[Image object location entries]
______________________________
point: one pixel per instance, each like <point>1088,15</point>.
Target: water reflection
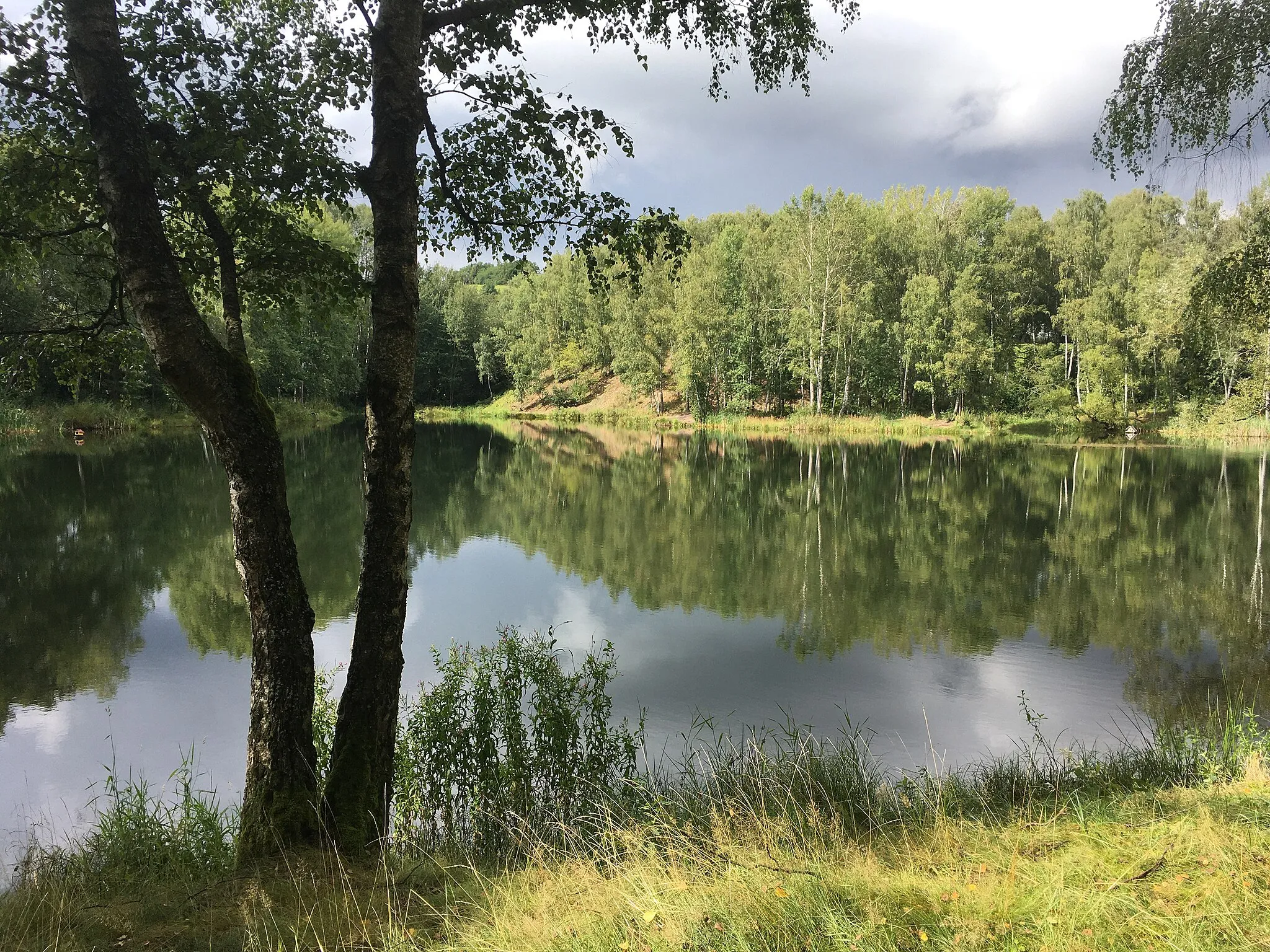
<point>1150,555</point>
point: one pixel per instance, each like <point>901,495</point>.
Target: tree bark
<point>226,260</point>
<point>220,387</point>
<point>360,786</point>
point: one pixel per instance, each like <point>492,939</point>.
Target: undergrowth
<point>522,823</point>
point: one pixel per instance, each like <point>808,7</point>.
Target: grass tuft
<point>770,839</point>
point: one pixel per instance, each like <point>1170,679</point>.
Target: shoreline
<point>990,427</point>
<point>806,850</point>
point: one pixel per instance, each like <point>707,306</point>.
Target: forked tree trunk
<point>360,783</point>
<point>220,387</point>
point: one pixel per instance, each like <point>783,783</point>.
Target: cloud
<point>982,92</point>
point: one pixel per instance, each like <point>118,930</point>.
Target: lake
<point>915,587</point>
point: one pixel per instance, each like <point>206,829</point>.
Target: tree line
<point>923,301</point>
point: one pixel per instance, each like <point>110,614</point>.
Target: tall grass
<point>510,744</point>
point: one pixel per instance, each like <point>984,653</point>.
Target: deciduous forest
<point>934,302</point>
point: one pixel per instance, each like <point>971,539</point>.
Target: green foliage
<point>1192,89</point>
<point>506,746</point>
<point>140,837</point>
<point>928,302</point>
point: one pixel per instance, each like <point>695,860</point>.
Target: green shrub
<point>508,744</point>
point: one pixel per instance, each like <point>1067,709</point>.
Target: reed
<point>522,823</point>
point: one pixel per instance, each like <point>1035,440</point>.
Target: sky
<point>930,93</point>
<point>917,92</point>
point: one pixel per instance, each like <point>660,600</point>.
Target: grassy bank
<point>778,840</point>
<point>103,418</point>
<point>794,425</point>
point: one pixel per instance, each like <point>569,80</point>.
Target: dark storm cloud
<point>995,97</point>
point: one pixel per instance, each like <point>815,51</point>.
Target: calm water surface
<point>915,587</point>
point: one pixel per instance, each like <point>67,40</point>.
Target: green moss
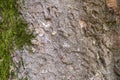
<point>13,34</point>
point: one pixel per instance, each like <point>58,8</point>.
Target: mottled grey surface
<point>73,41</point>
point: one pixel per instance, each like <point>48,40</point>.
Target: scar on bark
<point>113,7</point>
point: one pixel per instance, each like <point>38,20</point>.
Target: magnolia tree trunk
<point>76,40</point>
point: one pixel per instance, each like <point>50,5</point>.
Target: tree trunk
<point>77,40</point>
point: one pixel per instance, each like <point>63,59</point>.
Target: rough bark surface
<point>77,40</point>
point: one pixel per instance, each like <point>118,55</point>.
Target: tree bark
<point>77,40</point>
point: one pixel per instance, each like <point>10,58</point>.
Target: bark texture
<point>77,40</point>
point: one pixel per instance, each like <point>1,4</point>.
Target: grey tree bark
<point>77,40</point>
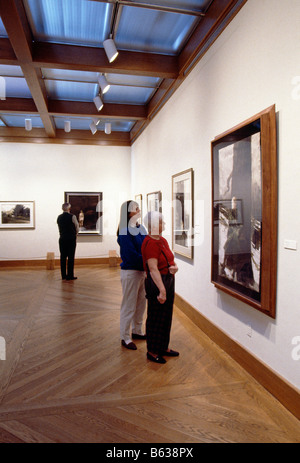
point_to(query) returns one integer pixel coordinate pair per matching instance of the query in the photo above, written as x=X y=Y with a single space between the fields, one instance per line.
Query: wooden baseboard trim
x=43 y=262
x=277 y=386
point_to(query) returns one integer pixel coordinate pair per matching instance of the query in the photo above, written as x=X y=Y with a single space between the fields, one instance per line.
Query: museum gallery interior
x=191 y=108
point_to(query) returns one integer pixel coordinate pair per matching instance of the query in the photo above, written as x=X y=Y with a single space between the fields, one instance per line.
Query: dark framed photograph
x=154 y=201
x=17 y=214
x=88 y=209
x=182 y=213
x=139 y=200
x=244 y=211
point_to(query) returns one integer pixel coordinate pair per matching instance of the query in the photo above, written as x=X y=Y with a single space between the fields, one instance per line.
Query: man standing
x=68 y=228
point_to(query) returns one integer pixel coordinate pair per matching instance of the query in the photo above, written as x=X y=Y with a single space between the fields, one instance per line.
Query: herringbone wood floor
x=66 y=377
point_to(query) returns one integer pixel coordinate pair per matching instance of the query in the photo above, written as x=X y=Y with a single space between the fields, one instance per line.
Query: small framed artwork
x=139 y=200
x=244 y=211
x=88 y=209
x=182 y=213
x=229 y=208
x=17 y=215
x=154 y=201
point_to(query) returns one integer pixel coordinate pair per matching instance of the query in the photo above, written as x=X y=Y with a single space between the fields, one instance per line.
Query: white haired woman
x=160 y=268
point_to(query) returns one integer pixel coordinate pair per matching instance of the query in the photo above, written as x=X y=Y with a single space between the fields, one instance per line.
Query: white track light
x=104 y=85
x=28 y=124
x=110 y=50
x=93 y=128
x=98 y=103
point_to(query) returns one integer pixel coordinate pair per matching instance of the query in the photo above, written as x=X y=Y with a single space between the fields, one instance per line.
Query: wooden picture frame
x=17 y=215
x=154 y=201
x=183 y=213
x=88 y=209
x=244 y=252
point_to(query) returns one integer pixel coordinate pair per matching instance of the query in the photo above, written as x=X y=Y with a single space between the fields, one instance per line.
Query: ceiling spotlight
x=104 y=85
x=98 y=103
x=67 y=126
x=93 y=128
x=110 y=49
x=28 y=124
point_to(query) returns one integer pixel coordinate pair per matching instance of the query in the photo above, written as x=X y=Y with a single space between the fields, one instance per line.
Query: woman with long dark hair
x=130 y=238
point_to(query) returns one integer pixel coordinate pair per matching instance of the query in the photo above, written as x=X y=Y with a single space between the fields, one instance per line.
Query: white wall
x=42 y=173
x=254 y=64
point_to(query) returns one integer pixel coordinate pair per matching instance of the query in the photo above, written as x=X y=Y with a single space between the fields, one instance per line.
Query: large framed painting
x=182 y=213
x=154 y=201
x=244 y=211
x=88 y=209
x=17 y=214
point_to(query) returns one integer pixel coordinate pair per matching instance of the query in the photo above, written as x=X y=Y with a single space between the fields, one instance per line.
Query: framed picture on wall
x=17 y=214
x=139 y=201
x=244 y=211
x=88 y=209
x=154 y=201
x=182 y=213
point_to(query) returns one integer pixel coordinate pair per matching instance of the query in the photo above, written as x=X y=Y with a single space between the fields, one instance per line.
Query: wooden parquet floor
x=66 y=377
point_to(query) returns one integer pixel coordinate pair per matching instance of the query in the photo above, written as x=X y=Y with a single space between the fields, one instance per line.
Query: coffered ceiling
x=52 y=55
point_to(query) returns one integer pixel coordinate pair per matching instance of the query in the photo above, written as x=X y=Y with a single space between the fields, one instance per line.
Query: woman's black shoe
x=138 y=336
x=130 y=345
x=156 y=359
x=171 y=353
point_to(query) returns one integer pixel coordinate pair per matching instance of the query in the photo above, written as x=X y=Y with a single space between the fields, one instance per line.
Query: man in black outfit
x=68 y=228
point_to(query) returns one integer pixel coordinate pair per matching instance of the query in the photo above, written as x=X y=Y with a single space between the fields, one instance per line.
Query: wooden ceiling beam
x=18 y=30
x=7 y=54
x=72 y=57
x=216 y=19
x=78 y=137
x=18 y=106
x=86 y=109
x=74 y=108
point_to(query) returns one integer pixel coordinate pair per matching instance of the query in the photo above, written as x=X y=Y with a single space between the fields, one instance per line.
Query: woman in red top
x=160 y=267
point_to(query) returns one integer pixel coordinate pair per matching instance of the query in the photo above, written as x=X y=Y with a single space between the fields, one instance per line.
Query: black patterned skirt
x=159 y=316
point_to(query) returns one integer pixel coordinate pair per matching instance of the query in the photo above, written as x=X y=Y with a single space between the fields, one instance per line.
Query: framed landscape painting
x=244 y=211
x=154 y=201
x=182 y=213
x=88 y=209
x=17 y=215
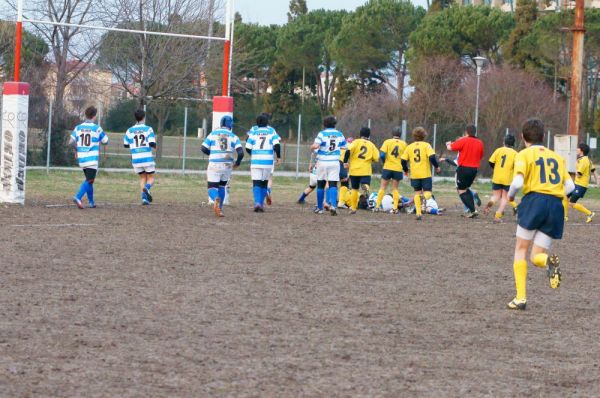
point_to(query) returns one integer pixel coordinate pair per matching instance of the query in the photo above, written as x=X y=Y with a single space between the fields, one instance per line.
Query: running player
x=141 y=140
x=262 y=145
x=361 y=154
x=220 y=145
x=502 y=162
x=328 y=144
x=417 y=160
x=585 y=169
x=390 y=153
x=87 y=138
x=543 y=176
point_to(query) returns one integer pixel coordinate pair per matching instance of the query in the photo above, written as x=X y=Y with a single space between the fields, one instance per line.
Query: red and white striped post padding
x=13 y=151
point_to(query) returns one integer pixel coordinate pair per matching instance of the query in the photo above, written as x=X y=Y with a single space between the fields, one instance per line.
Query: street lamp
x=479 y=62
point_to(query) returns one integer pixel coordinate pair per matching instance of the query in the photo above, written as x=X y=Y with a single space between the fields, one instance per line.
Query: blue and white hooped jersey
x=221 y=143
x=88 y=136
x=139 y=138
x=261 y=140
x=330 y=142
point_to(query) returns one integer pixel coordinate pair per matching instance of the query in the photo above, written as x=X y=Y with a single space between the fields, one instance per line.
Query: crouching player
x=87 y=138
x=219 y=145
x=361 y=154
x=141 y=140
x=502 y=162
x=543 y=176
x=417 y=160
x=585 y=169
x=390 y=153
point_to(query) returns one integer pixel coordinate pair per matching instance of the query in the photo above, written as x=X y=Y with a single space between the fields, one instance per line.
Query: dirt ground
x=169 y=301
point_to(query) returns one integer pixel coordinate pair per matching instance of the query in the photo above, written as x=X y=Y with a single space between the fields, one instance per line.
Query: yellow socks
x=540 y=260
x=582 y=209
x=520 y=269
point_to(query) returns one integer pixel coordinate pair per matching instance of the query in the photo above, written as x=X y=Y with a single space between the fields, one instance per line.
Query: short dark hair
______________________________
### EXERCISE TASK
Arrange every line of the records, from the one containing "each like <point>1170,679</point>." down to the one containing "<point>995,97</point>", both included, as a Markdown table with the columns Row and Entry. Number each line under Row and leave out blank lines.

### RESPONSE BELOW
| Row | Entry |
|---|---|
| 1 | point: one pixel per instance, each like <point>1170,679</point>. |
| 2 | Target: shoreline |
| 3 | <point>990,427</point> |
| 4 | <point>806,850</point> |
| 5 | point: one pixel per instance, each like <point>707,306</point>. |
| 6 | Target: forked tree trunk |
| 7 | <point>360,783</point> |
| 8 | <point>220,387</point> |
| 9 | point: one pixel per instance, each like <point>783,783</point>. |
| 10 | Target: cloud |
| 11 | <point>982,92</point> |
| 12 | point: one pixel per instance, each like <point>118,930</point>. |
| 13 | Target: lake |
| 14 | <point>915,587</point> |
| 15 | point: one pixel per instance, each like <point>206,829</point>. |
| 16 | Target: tree line |
| 17 | <point>923,301</point> |
| 18 | point: one pixel per instance, each like <point>110,614</point>. |
| 19 | Target: tall grass |
| 20 | <point>510,744</point> |
| 21 | point: one pixel per instance, each like <point>984,653</point>. |
| 22 | Target: deciduous forest |
| 23 | <point>934,302</point> |
| 24 | point: one pixel per instance, each like <point>971,539</point>. |
| 25 | Target: green foliage |
| 26 | <point>1192,89</point> |
| 27 | <point>506,746</point> |
| 28 | <point>140,837</point> |
| 29 | <point>928,302</point> |
| 30 | point: one pixel per instance, each like <point>695,860</point>. |
| 31 | Target: green shrub |
| 32 | <point>508,744</point> |
| 33 | point: one pixel per instance, each like <point>1067,709</point>. |
| 34 | Target: reed |
| 35 | <point>522,823</point> |
| 36 | point: one pixel per instance, each like <point>1035,440</point>. |
| 37 | Target: sky |
| 38 | <point>930,93</point> |
| 39 | <point>917,92</point> |
| 40 | point: one pixel per instance, each like <point>660,600</point>. |
| 41 | Target: grassy bank |
| 42 | <point>778,840</point> |
| 43 | <point>103,418</point> |
| 44 | <point>794,425</point> |
| 45 | point: one pixel per instance, each like <point>569,80</point>. |
| 46 | Target: dark storm cloud |
| 47 | <point>995,97</point> |